((

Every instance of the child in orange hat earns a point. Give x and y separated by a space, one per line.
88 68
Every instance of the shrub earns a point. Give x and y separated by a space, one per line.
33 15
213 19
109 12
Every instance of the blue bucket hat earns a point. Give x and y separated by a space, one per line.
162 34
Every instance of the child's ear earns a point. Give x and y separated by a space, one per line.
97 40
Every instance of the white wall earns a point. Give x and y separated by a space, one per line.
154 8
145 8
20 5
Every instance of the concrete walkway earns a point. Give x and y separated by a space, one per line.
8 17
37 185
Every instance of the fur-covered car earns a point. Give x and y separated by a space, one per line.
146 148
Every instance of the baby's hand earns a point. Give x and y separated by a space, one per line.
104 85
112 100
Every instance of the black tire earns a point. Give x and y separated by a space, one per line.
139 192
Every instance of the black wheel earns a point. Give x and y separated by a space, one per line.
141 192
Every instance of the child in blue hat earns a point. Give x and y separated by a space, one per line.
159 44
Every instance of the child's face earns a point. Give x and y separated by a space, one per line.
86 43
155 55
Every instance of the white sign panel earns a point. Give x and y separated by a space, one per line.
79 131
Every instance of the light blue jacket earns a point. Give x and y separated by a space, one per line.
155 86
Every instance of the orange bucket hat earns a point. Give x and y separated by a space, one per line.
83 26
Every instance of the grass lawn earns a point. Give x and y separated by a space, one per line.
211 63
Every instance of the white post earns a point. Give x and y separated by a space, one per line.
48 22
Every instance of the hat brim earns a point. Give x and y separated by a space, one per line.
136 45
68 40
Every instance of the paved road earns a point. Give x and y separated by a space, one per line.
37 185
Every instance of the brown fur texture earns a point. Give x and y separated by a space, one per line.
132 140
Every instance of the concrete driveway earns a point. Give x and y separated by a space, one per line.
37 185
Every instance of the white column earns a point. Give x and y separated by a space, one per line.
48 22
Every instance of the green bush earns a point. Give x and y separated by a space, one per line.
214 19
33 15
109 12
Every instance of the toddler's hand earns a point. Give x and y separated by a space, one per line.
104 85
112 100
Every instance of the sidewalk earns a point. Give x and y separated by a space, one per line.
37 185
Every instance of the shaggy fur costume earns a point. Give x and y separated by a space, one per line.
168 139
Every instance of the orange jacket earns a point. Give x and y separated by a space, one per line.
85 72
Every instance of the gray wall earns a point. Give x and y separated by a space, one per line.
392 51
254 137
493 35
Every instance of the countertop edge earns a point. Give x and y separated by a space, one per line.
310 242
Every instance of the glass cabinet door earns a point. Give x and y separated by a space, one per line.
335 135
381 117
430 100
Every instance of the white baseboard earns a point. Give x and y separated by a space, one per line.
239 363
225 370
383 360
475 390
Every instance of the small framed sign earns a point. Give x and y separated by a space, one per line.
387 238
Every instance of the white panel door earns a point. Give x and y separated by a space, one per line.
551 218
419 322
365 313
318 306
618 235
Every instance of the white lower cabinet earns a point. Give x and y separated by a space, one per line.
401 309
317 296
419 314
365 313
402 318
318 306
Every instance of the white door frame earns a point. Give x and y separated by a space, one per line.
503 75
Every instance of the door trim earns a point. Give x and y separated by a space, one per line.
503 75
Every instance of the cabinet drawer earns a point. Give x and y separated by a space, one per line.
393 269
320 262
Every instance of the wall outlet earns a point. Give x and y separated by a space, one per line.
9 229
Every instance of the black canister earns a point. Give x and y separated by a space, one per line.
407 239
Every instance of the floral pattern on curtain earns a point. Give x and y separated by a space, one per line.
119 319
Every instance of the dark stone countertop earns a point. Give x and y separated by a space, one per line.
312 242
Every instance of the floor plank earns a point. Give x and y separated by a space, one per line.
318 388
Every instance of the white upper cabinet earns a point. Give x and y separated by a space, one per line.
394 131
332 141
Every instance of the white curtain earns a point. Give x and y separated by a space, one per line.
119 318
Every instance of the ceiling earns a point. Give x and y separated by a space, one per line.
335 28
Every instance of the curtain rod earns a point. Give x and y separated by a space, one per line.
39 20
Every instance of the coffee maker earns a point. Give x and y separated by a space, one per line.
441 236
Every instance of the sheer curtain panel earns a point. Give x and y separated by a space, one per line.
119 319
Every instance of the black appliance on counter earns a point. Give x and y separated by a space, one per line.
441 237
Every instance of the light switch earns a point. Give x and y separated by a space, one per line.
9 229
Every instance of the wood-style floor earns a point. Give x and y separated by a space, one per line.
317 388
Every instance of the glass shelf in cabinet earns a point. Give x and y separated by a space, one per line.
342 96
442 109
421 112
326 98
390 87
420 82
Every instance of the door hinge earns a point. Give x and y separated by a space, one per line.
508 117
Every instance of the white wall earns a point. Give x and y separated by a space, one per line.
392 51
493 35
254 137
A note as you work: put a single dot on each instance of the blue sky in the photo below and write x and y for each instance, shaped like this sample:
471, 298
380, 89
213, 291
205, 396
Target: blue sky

))

Problem statement:
Copy all of the material above word for word, keeping every line and number as it appears.

Exercise response:
Every instance of the child in orange hat earns a point. Give x and y separated by a space, one per line.
88 68
Every instance of the shrub earns a point. Give x and y separated by a space, one per line.
33 15
213 19
109 12
Every instance of the blue bucket hat earns a point. Give x and y separated by a space, one per line.
162 34
Every instance of the child's ear earns a point. Give x and y separated by a space, one per line.
97 40
Every instance of the white wall earns a point. Give x and y separated by a space, one per line.
154 8
145 8
20 5
Every instance of the concrete walkway earns a point. Give x and y separated by a space, one per line.
8 17
37 185
Every instance of the fur-covered car earns a point. Give x and y separated by a space, one per line.
146 148
Every instance of the baby's hand earns a point. Give x and y separated by a space, one per line.
104 85
112 100
Every instance of the black tire earns a point. Give x and y separated by a space, one per line.
139 192
Every instance of the black wheel earns a point. Give x and y separated by a space, one per line.
141 192
Every instance of the child in blue hat earns a point. Give x and y separated by a space, one per line.
159 44
Every instance of the child's face earns a point. Give x and y separated by a space, one per line.
86 43
155 55
Every instance of the white sign panel earns a point. Give x and y separated by a space, one per line.
79 131
Every instance of the light blue jacket earns a point. Give x and y separated by a space, one per line.
155 86
Every instance of the orange bucket hat earns a point. Give x and y separated by a space, one per line.
83 26
Every instance of the grass lawn earns a point. Give x and y separated by a space, one per line.
211 63
Every instance of the white post earns a point. Give x and y separated by a space, one per line.
48 22
Every instance of the hat brim earns a point. Give x and y separated by a space, one per line.
136 45
68 40
Every instance of the paved road earns a point. Give x and y separated by a space, one per line.
37 185
Every instance of the brown fur texture earns a point. Give x and y separated by a space, one per line.
132 140
Every instance of the concrete driveway earns a point. Give x and y separated by a space, one per line.
37 185
Every instance of the white column earns a point. Give x and y separated by a space, one per line.
48 22
Every instance of the green bush earns a point. Give x and y separated by a space, one per line.
214 19
33 15
109 12
Every instance of the toddler's hand earns a point. Give x and y separated by a space, one per line.
104 85
112 100
Every instance of the sidewalk earns a point. Give x and y separated by a space, one per line.
37 185
Every instance of the shaggy fur costume earns a point. Give x and y separated by a space, one per line.
168 139
Every instance of the orange jacket earns a point. Give x and y separated by a space, one per line.
85 72
Every instance of the gray wall earns a point. Give x and y separated by a space, one per line.
392 51
254 137
493 35
Every instance of the countertop edge earns a point. Give x and y separated by a space, one per line.
310 242
Every instance of the glass cabinet door earns a point. Give x and y separated by a space, one per line.
335 135
381 117
430 100
Every instance of the white baseboard earns a point. Give x and y separated by a space, one per line.
239 363
225 370
383 360
475 390
Every instance of the small framed sign earns a point. Give x and y separated by a space, one per line.
387 238
Every instance of the white panel door earns a point. Give x and y separated by a space, one per line.
551 218
419 322
365 313
318 306
618 235
Every instance of the white lower cabinet earns a point. Give x and y separated by a space, one per line.
401 309
317 296
419 314
365 313
402 318
318 306
Every instance of the white door frame earns a point. Give x and y separated by a space, one per line.
503 75
Every instance of the door trim earns a point. Give x and y separated by a space, one per line.
503 75
Every instance of the cabinet drawer earns a point. Give x and y separated by a space, one per line.
393 269
320 262
Every instance of the wall outlet earns a point. Give x and y separated by a space, one per line.
9 229
Every instance of the black canister earns a point. Give x and y separated by a space, one per line.
407 239
Every instance of the floral pattern on curtain earns a point. Give x and y separated by a space, one per line.
119 319
Every instance of the dark stone countertop earns a point. Give x and y separated by a space, one per line.
312 242
Every instance of the floor plank earns a point. Give x and y separated by a space, one per line.
318 388
Every instance of the white upper cabinet earns a point. Give x and y separated by a space, one per line.
394 131
332 141
Every instance of the white curtain earns a point. Give x and y separated by a space, one per line.
119 318
Every instance of the ceiling earns a point. Give x and y separated by a space, one per line.
335 28
Every instance of the curtain rod earns a point. Give x and y separated by a space, one per line.
39 20
Every instance of the coffee maker earns a point. Give x and y separated by a space, one per line.
441 236
Every instance of the sheer curtain panel earns a point. Give x and y separated by a space, one per line.
119 319
Every instance of the black appliance on counter earns a point. Give x and y separated by a space, one per line.
441 237
Every instance of the light switch earns a point. Give x and y separated by a space, one per line.
9 229
Every instance of the wood-style floor earns a point. Give x and y separated by a space, one per line.
317 388
Every instance of the glass shelf in cabinet earns a point. Give x and y separated by a space, one per line.
342 96
442 109
421 112
326 98
390 87
420 82
Every instance of the door hinge earns a point. Give x and y separated by a space, one per line.
508 117
Every instance of the white wall earns a point. Give x and y separated by a space, one per line.
392 51
493 35
254 137
A note as you work: put a single dot on each instance of the blue sky in the photo below and write x and y for each instance, shaped like this sample:
471, 298
380, 89
213, 291
205, 396
Target: blue sky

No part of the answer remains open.